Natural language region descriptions
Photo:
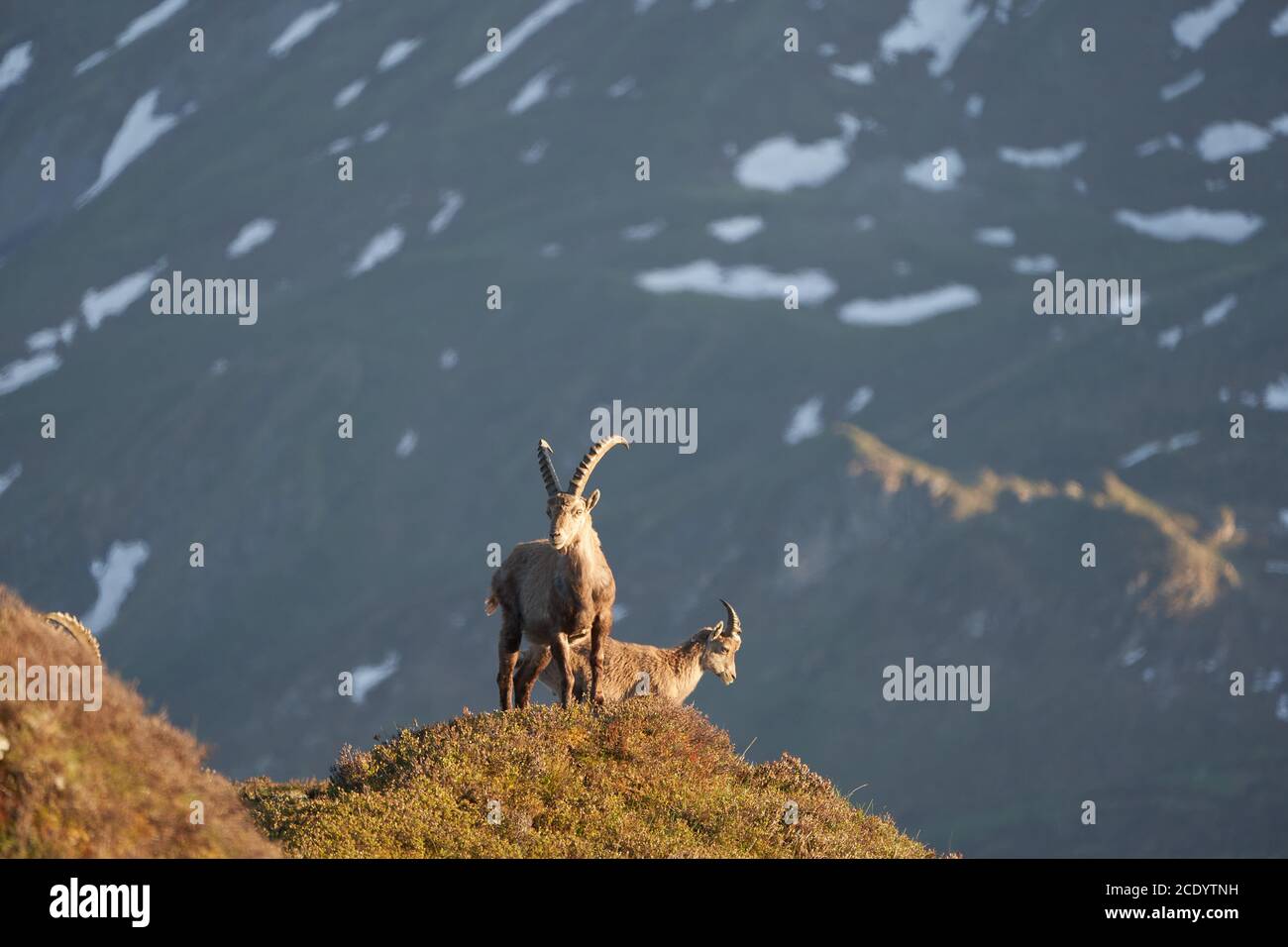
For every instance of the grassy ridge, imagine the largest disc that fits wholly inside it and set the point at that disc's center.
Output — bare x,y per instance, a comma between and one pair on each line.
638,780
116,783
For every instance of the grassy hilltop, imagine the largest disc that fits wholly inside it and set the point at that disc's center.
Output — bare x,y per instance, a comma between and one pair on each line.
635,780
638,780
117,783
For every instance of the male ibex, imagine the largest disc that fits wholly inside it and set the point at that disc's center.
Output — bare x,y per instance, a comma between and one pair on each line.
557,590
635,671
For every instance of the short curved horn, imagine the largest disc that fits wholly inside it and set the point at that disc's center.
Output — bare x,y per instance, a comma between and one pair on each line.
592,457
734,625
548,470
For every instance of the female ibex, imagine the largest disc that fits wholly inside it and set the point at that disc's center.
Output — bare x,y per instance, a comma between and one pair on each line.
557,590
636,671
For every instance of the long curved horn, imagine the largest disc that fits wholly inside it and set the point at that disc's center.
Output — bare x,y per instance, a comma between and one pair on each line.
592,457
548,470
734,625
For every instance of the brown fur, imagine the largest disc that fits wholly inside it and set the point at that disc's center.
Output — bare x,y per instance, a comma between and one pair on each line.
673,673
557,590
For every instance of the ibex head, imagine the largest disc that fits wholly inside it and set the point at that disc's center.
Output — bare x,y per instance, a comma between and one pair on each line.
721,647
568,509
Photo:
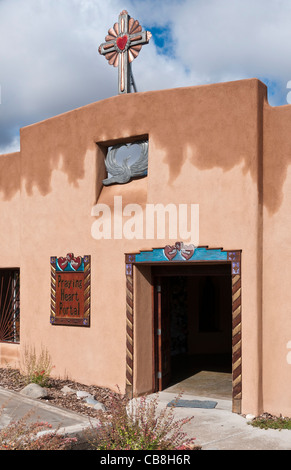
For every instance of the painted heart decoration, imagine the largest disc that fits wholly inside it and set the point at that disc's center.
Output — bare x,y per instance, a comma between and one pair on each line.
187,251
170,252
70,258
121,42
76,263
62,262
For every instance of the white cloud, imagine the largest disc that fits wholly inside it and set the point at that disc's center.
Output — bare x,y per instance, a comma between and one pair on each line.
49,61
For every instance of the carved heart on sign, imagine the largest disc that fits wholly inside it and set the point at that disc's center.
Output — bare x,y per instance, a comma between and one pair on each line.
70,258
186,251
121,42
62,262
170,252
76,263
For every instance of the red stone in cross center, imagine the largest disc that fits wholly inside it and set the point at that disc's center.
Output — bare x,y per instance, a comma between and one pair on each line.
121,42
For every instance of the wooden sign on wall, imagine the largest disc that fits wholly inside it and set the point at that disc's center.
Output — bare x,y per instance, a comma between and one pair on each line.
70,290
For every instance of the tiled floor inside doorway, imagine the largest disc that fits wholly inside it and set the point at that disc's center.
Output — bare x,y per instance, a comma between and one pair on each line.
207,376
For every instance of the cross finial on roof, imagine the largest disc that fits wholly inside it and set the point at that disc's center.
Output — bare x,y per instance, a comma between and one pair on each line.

**TASK PROMPT**
Wherever a line in the entries above holds "grassy", copy that line.

**EXERCISE OUTPUT**
For every instance of the grassy ridge, imagine the largest disc that fits wholly inside it and set the point at that disc's center.
For every instance of the grassy hilltop, imagine the largest disc that fits wholly inside it and set the point at that disc's center.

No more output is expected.